O segredo desse mistério não está na língua latina, mas na grega. E vem de um termo maravilhoso: Aleteia. Este termo está presente na afirmativa de Cristo de que ele é o caminho, a verdade e a vida. Essa verdade de que fala Jesus é Aleteia, que significa o que é verdade, que não está escondido, aquilo que é exatamente como a realidade mostra.

Não é difícil compreender, então, que apenas poucas pessoas são capazes de entender os fatos e fenômenos do mundo de forma aproximada de como eles verdadeiramente são. Exemplo. Muitas pessoas acham que a gravidade é uma força que atrai os corpos para o centro da terra. A "verdade" é que a gravidade é a queda das coisas em direção a um corpo mais pesado. A maçã cai da árvore em direção à terra, que é mais pesada. O planeta terra cai em direção ao sol, que é mais pesado, da mesma forma que a lua cai em direção à terra a todo instante. A consequência da queda em direção ao sol são as estações do ano, enquanto as marés e fases da lua são o resultado da queda em direção à terra.

- **Sua tarefa**
Copie sem alterações o trecho do texto sobre a Aleteia que começa em "Não é difícil" e prossegue até "direção à terra.".

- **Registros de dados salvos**
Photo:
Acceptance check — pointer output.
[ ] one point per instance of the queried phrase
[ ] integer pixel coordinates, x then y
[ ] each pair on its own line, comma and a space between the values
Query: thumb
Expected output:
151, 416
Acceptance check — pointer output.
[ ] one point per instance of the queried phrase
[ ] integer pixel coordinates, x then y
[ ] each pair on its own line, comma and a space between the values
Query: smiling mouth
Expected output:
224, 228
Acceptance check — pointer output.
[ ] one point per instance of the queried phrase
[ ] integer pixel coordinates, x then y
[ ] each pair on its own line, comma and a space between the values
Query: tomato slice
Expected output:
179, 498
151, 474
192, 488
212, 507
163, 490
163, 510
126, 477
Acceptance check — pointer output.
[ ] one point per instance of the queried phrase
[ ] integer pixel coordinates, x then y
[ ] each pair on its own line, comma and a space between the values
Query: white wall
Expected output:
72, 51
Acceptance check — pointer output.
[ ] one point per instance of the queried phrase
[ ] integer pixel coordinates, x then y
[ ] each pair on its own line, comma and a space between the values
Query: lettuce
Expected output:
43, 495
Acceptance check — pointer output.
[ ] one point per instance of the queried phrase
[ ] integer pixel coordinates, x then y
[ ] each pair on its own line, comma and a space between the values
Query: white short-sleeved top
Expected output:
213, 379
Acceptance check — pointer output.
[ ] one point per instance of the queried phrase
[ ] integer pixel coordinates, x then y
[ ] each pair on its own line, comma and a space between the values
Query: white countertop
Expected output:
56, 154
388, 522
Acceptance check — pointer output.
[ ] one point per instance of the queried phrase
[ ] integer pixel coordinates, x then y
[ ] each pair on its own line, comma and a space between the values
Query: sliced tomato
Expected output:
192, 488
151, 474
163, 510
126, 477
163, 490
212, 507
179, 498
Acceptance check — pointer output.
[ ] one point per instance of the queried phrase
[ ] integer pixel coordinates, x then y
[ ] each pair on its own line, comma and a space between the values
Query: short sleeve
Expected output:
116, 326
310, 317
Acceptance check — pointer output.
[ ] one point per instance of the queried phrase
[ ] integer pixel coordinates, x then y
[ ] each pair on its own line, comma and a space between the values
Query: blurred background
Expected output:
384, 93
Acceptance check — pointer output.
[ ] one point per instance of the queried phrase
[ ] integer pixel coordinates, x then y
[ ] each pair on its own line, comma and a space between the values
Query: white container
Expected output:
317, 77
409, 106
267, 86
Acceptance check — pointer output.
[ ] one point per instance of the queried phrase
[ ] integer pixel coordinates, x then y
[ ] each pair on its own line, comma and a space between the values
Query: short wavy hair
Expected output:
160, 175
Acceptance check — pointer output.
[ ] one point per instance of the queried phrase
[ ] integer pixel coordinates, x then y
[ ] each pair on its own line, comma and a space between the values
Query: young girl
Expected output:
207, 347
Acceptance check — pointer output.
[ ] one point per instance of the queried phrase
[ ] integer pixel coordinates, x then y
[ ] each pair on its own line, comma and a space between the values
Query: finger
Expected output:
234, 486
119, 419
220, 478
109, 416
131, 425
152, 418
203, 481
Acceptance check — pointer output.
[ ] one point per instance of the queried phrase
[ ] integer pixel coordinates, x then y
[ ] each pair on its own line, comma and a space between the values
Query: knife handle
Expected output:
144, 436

- **Resultado do exercício**
Não é difícil compreender, então, que apenas poucas pessoas são capazes de entender os fatos e fenômenos do mundo de forma aproximada de como eles verdadeiramente são. Exemplo. Muitas pessoas acham que a gravidade é uma força que atrai os corpos para o centro da terra. A "verdade" é que a gravidade é a queda das coisas em direção a um corpo mais pesado. A maçã cai da árvore em direção à terra, que é mais pesada. O planeta terra cai em direção ao sol, que é mais pesado, da mesma forma que a lua cai em direção à terra a todo instante. A consequência da queda em direção ao sol são as estações do ano, enquanto as marés e fases da lua são o resultado da queda em direção à terra.